Extrait présenté

Il a fallu s'adapter et apprendre le Français et Zajmovic confie qu'elle s'est sentie parfois rejetée à l'école primaire. Avec le temps, alors qu'elle s'est mise à faire du sport plus régulièrement, elle a commencé à s'intégrer, traînant plus avec des garçons qu'avec des filles.
Attirée par le droit, Zajmovic voulait devenir avocate. C'est pourtant vers un diplôme en relations publiques qu'elle va se diriger avant d"obtenir un master en sciences politiques. Très engagée dans le poker, elle ne travaille qu'à mi-temps à Montréal où elle est installée depuis quelques années. Fan de hockey, elle a fondé un site de draft sur la NHL, la ligue nord-américaine de référence. Elle se passionne aussi pour le yoga, le basket et la lecture.
Ema Zajmovic a commencé a touché les cartes à l'adolescence. A 19 ans, elle s'est mise à voyager avec son petit ami qui jouait aussi au poker, le duo préférait trouver une partie que sortir faire du shopping ou traîner dans les rues. Concentrée sur le cash-game, Ema ne s'est tournée vers les tournois que bien plus tard.
"La route a été longue et dure, avec toute la variété de swings émotionnels et financiers qu'expérimentent les joueurs de poker. [...] C'était aussi un challenge d'être une fille dans un monde d'hommes. J'ai appris beaucoup durant mon parcours et je continue mon apprentissage tout en essayant de m'adapter à cette réalité", explique la jeune femme. "Maintenant j'ai gagné un titre, c'est exceptionnel et je suis vraiment reconnaissante pour ce qui m'arrive", ajoute Zajmovic.
Les femmes au pouvoir
Avant la victoire de Zajmovic au WPT Playground, 265 éditions du WPT avaient été organisées pour un total de 117 683 entrées et 832 millions de dollars de prix distribués. La victoire d'une femme sur un Main Event World Poker Tour ne semblait qu'une question de temps. Bien que les femmes ne représentent qu'un petit pourcentage du field, plusieurs femmes ont gagné en cash-game et en tournois à très haut niveau. De Jennifer Harman à Vanessa Selbst en passant par Kathy Liebert, Victoria Coren Mitchell ou récemment Cate Hall lors de la saison XIV du WPT, nombreux sont les exemples de bonnes joueuses.
"Je ne connais pas la véritable porté de la victoire d'Ema mais c'est bien de voir une femme remporter un WPT dans un événement ouvert à tous. [...] Je suis surpris que cela ait pris autant de temps", explique Sexton. La championne ne compte pas s'arrêter là et a prévu d'être de la partie au WPT Hard Rock Poker Showdown en Floride fin mars avant de disputer le WPT Tournament of Champions en avril puis de se rendre en Europe disputer quelques tournois avant les WSOP.

Questions à traiter
1. Veuillez recopier fidèlement le passage de l'extrait sur Ema Zajmovic qui commence par « Attirée par le » et va jusqu'à « et la lecture. ».
2. Rédigez la suite de l'extrait sur Ema Zajmovic en partant de sa dernière phrase.
Les données ci-dessous proviennent d'une autre source.

Données fournies

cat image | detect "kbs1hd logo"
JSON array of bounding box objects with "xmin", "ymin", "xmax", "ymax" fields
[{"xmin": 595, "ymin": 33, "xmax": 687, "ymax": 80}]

Résultats attendus
1.
Attirée par le droit, Zajmovic voulait devenir avocate. C'est pourtant vers un diplôme en relations publiques qu'elle va se diriger avant d"obtenir un master en sciences politiques. Très engagée dans le poker, elle ne travaille qu'à mi-temps à Montréal où elle est installée depuis quelques années. Fan de hockey, elle a fondé un site de draft sur la NHL, la ligue nord-américaine de référence. Elle se passionne aussi pour le yoga, le basket et la lecture.

2.
Le plan de Zajmovic c'est de continuer à jouer tout en voyageant et d'offrir des cadeaux à sa famille.
Bien qu'elle espère que plus de femmes vont se prendre au jeu, Zajmovic ne se voit pas comme un porte-parole et sa concentration reste sur le jeu à la table... que son adversaire soit un homme ou une femme. "Beaucoup de gens me demandent ce que je pense de la place des femmes dans le poker", explique-t-elle avant de donner son sentiment. "En tant que communauté, les hommes et les femmes qui jouent doivent comprendre qu'il y a plusieurs décades de conditionnement mental qui découragent les femmes de jouer au poker. Nous avons tous besoin de garder un esprit ouvert et d'être conscient de cela. Il faut être patient. Les femmes ne peuvent pas arriver avec agressivité et montrer leur frustration dans l'espoir de changer ces comportements. J'ai vu beaucoup de femmes être malpolies, vulgaires pour essayer de se fondre dans la masse et faire comme les hommes", ajoute celle qui cumule désormais un peu moins de 300 000$ de gains.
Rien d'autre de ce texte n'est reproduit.